WRITTEN INSTRUCTION: Copy out every line below that contains the word "eggplant".

RECORD EXTRACTS:
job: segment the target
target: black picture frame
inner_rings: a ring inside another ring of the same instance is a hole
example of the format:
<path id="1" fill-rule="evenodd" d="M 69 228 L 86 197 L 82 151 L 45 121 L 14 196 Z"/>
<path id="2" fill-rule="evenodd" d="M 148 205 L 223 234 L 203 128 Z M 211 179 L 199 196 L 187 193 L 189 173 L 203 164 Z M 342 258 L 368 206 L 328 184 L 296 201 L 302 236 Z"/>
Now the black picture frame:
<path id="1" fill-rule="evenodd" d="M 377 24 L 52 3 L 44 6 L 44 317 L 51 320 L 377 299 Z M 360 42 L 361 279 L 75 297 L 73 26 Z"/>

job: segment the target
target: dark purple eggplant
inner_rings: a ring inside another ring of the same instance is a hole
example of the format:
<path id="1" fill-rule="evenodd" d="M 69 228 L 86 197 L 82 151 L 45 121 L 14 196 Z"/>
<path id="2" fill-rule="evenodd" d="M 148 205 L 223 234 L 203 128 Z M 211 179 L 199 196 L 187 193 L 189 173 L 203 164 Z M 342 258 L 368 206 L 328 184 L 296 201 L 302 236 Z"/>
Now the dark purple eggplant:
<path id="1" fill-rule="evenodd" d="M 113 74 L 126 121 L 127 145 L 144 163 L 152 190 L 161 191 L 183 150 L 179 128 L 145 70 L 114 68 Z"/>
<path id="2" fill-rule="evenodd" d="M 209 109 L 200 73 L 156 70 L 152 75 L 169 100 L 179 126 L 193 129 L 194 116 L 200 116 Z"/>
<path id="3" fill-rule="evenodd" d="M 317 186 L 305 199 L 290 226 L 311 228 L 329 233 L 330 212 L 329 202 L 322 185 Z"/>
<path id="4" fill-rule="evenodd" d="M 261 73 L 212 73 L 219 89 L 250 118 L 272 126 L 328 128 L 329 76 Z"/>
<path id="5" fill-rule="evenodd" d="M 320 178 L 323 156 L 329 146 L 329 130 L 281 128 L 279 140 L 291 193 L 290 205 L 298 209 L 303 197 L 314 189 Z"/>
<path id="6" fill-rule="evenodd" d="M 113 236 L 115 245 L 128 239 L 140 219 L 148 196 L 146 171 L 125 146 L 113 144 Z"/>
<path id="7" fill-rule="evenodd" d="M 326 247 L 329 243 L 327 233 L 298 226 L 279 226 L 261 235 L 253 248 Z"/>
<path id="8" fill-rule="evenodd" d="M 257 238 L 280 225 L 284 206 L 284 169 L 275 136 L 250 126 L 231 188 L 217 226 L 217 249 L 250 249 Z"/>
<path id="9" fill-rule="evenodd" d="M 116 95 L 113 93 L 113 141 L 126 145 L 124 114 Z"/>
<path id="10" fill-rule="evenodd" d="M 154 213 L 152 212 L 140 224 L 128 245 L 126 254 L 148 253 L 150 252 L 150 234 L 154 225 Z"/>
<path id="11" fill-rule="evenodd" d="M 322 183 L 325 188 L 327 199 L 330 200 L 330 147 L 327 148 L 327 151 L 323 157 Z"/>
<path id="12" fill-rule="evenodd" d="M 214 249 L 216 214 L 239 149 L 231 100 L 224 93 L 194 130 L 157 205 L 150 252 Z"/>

SOLUTION FOR THIS EXERCISE:
target: dark purple eggplant
Now the dark purple eggplant:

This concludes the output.